***** Dataset entries *****

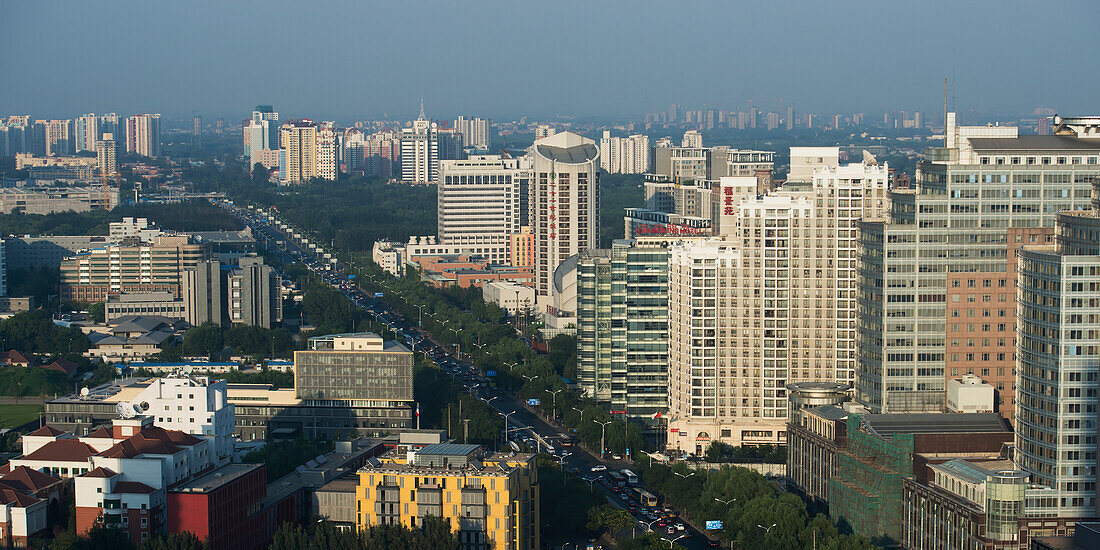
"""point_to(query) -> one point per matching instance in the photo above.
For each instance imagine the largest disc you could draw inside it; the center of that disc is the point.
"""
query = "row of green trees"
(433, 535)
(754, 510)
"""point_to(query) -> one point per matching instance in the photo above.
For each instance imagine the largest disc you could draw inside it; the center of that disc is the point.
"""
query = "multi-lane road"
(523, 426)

*****
***** Dataset entries *****

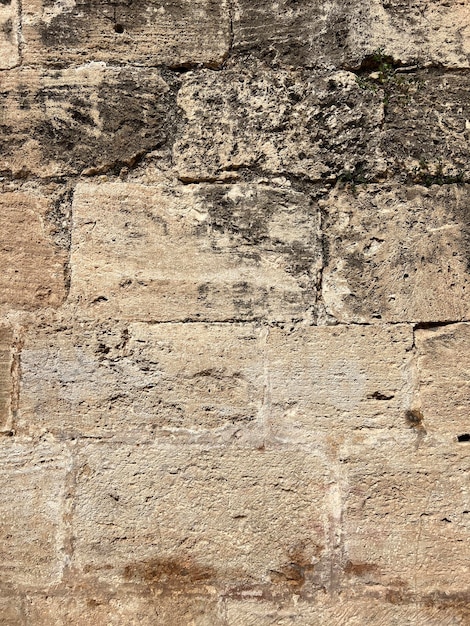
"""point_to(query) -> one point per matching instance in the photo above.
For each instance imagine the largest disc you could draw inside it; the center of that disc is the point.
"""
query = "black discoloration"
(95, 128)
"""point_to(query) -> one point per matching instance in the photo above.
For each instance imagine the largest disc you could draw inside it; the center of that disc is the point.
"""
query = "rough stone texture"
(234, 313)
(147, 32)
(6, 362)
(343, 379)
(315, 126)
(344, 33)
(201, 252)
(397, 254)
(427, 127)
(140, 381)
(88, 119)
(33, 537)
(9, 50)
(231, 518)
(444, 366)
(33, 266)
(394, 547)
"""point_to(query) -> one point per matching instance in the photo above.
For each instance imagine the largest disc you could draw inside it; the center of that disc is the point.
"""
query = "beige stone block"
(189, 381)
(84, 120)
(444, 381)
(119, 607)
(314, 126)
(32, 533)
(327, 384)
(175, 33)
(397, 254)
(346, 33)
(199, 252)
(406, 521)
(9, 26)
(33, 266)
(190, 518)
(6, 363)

*****

Task brief
From the records above, copy out each line that contains the string "stone".

Solution for this exercise
query = "rough stone texture"
query = "beige stone block"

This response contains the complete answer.